Return the listing word for word, as given.

+===+

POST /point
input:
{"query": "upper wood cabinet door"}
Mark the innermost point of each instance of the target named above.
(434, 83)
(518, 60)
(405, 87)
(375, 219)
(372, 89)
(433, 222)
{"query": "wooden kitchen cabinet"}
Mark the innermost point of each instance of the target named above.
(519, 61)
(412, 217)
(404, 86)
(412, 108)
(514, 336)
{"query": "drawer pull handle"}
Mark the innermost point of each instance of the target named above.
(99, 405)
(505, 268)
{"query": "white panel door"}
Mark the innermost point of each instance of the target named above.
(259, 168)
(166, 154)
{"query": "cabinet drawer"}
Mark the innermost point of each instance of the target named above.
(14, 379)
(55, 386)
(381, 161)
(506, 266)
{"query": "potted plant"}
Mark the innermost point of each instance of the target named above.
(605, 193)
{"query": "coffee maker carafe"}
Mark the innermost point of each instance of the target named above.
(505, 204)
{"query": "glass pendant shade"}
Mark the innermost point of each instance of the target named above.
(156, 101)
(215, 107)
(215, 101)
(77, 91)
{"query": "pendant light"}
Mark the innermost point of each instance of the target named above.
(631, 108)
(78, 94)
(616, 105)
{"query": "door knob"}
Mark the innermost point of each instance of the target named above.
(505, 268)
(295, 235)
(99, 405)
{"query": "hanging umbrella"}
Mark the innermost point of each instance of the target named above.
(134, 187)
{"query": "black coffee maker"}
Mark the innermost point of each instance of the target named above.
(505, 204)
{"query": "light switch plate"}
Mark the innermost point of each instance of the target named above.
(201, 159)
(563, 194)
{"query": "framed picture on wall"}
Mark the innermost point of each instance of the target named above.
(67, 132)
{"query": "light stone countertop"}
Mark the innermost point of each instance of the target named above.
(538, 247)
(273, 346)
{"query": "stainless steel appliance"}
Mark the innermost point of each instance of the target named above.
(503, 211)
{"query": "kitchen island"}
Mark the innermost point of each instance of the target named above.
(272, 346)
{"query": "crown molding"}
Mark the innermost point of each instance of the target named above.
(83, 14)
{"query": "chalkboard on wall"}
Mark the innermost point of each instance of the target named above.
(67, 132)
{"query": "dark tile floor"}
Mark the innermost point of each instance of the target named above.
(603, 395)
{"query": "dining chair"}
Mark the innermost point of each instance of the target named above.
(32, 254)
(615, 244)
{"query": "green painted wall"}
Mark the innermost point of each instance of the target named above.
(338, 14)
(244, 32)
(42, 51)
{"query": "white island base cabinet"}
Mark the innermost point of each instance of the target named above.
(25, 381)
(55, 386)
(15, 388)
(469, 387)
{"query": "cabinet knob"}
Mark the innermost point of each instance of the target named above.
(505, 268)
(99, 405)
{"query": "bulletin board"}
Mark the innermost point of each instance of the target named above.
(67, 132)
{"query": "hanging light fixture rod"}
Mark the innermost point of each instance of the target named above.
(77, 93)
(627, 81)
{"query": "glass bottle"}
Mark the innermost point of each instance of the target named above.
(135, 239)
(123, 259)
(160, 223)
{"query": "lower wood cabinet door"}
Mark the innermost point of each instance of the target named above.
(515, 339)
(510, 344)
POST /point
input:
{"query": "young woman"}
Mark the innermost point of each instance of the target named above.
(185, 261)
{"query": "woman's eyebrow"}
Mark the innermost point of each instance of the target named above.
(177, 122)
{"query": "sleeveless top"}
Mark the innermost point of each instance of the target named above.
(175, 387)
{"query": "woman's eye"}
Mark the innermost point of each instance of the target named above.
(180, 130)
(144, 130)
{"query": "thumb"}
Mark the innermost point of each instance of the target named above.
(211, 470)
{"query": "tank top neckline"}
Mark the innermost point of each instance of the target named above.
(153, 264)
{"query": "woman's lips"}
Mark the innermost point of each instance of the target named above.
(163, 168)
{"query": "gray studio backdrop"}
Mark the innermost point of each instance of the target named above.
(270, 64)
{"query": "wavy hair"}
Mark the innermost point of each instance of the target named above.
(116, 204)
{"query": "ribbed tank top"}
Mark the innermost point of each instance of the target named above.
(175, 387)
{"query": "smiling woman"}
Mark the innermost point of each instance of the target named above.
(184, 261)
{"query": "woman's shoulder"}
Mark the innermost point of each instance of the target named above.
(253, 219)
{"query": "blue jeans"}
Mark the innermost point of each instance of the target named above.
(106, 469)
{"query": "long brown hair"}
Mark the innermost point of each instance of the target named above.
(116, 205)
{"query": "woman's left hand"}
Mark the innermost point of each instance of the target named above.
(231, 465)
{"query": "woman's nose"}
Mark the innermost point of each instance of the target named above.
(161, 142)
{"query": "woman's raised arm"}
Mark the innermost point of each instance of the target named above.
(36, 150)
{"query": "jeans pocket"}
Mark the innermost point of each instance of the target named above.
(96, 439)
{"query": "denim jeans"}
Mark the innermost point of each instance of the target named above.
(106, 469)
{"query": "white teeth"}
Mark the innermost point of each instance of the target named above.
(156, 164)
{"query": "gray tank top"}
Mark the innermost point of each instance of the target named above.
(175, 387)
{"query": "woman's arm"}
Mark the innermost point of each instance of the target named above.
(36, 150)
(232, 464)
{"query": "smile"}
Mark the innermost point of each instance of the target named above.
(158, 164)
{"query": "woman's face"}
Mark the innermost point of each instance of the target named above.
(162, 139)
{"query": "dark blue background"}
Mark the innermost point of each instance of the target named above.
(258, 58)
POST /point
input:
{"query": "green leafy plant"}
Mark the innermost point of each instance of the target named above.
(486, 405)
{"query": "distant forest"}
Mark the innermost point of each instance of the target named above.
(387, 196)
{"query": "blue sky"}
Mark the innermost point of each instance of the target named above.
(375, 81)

+===+

> SOLUTION:
POST /point
input:
{"query": "upper wood cabinet door"}
Mark the innermost point of each instance of the target named above.
(434, 83)
(518, 60)
(405, 87)
(375, 219)
(372, 89)
(433, 222)
{"query": "wooden kitchen cabinet"}
Mark the innermost point of each instance of the target named above.
(519, 61)
(412, 217)
(404, 86)
(412, 108)
(514, 336)
{"query": "drawer pull handle"}
Mark the innermost point of each instance of the target named above.
(99, 405)
(505, 268)
{"query": "white panel door"}
Mark the innermost point of each instance of the target named above.
(259, 168)
(166, 154)
{"query": "cabinet drawer"}
Mark the innermost point of each instance of the target named above.
(14, 379)
(55, 386)
(381, 161)
(506, 266)
{"query": "potted plant"}
Mark the innermost point of each instance of the target named above.
(605, 193)
{"query": "coffee maker carafe"}
Mark the innermost point of each instance of the target named above.
(505, 204)
{"query": "glass pendant shade"}
Mark the innermost point of each instance of the target named above.
(156, 101)
(215, 107)
(215, 101)
(77, 91)
{"query": "pendant light"}
Mark the innermost point of each instance of the target named above.
(631, 108)
(78, 94)
(616, 105)
{"query": "door knob"}
Mark the innermost point of each instance of the target named above.
(505, 268)
(295, 235)
(99, 405)
{"query": "hanging umbrella"}
Mark the innermost point of each instance of the target named above.
(134, 187)
{"query": "black coffee maker"}
Mark the innermost point of each instance of the target named above.
(505, 204)
{"query": "light switch plate"}
Mark the innermost point of each instance of the target named above.
(201, 159)
(563, 194)
{"query": "framed picture on wall"}
Mark the innermost point of each instance of the target named above.
(67, 132)
{"query": "light stone countertop"}
Mark the innermost point of each instance of the target named above.
(538, 247)
(273, 346)
{"query": "stainless steel appliance"}
Mark the innermost point of each instance of the target named above.
(503, 211)
{"query": "kitchen island"}
Mark the innermost point of each instance of the target named above.
(272, 346)
{"query": "crown molding"}
Mark the innermost point of each instance of the target named above.
(83, 14)
{"query": "chalkboard on wall"}
Mark the innermost point of each instance of the target named above.
(67, 132)
{"query": "dark tile floor"}
Mark the innermost point of each instance of the target named above.
(603, 395)
{"query": "dining chair"}
Mark the innermost point of each instance of the target named above.
(32, 254)
(615, 244)
{"query": "green painted wall"}
Mark the innermost point of each instance of the target named above.
(338, 14)
(244, 32)
(42, 51)
{"query": "white island base cabinet"}
Mark the innermost point of each instance of the target named above.
(25, 381)
(55, 386)
(15, 388)
(469, 387)
{"query": "cabinet knob"}
Mark the innermost point of each instance of the target named above.
(505, 268)
(99, 405)
{"query": "bulletin board"}
Mark the innermost point of each instance of the target named above.
(67, 132)
{"query": "hanging light fixture rod"}
Mark the innermost point of each instance of the target named above.
(77, 93)
(627, 81)
{"query": "glass bottle"}
Mark the innermost point of each instance of the target named above.
(135, 239)
(123, 259)
(160, 223)
{"query": "lower wood cabinet door"}
Mark the innermost point of each instance of the target named above.
(515, 339)
(510, 344)
POST /point
input:
{"query": "young woman"}
Mark the innermost point of each instance of the target named above.
(185, 261)
{"query": "woman's eyebrow"}
Mark the innermost point of each instance of the target named above.
(177, 122)
{"query": "sleeveless top"}
Mark the innermost point of each instance of the target named above.
(175, 387)
{"query": "woman's eye"}
Mark the innermost point of each instance of the target named above.
(180, 130)
(144, 130)
{"query": "thumb"}
Mark the innermost point of each instance of the target named above.
(211, 470)
{"query": "tank top neckline"}
Mark the innermost point of each instance of the target named above.
(153, 264)
{"query": "woman's lips"}
Mark the innermost point of each instance of the target named above.
(163, 168)
{"query": "gray studio backdrop"}
Mark the innermost point of each instance of the target named above.
(270, 64)
{"query": "wavy hair"}
Mark the innermost point of each instance of the target named above.
(116, 204)
{"query": "ribbed tank top"}
Mark the innermost point of each instance of the target named above.
(175, 387)
{"query": "smiling woman"}
Mark the innermost point of each instance of the target named above.
(184, 261)
{"query": "woman's shoulder"}
Mark the innermost point of each instance of the target named above.
(253, 219)
{"query": "blue jeans"}
Mark the innermost point of each instance of the target named above.
(106, 469)
{"query": "long brown hair"}
Mark the innermost point of each instance of the target named above.
(116, 205)
{"query": "woman's left hand"}
Mark the innermost point of each instance of the target named above.
(231, 465)
{"query": "woman's nose"}
Mark the innermost point of each instance of the target named above.
(161, 142)
{"query": "woman's raised arm"}
Mark the innermost point of each instance of the target named above.
(36, 150)
{"query": "jeans pocket"}
Mark the innermost point of each instance of the target named above.
(96, 439)
{"query": "denim jeans"}
Mark the innermost point of each instance of the target named above.
(106, 469)
{"query": "white teeth"}
Mark the innermost point of each instance of the target named above.
(156, 164)
{"query": "gray tank top"}
Mark the innermost point of each instance of the target named above.
(175, 387)
{"query": "woman's arm"}
Mark the innermost point of each instance of the target named above.
(36, 150)
(232, 464)
{"query": "smile"}
Mark the innermost point of each instance of the target named above.
(158, 164)
{"query": "woman's face"}
Mark the innermost point of each instance of the target named above.
(162, 139)
{"query": "dark blue background"}
Mark the innermost point of each instance of the target named above.
(258, 58)
POST /point
input:
{"query": "green leafy plant"}
Mark the innermost point of each instance of the target named above.
(486, 405)
{"query": "distant forest"}
Mark the innermost point of each instance of the target named above.
(387, 196)
{"query": "blue sky"}
Mark the innermost point of each instance of the target named above.
(375, 81)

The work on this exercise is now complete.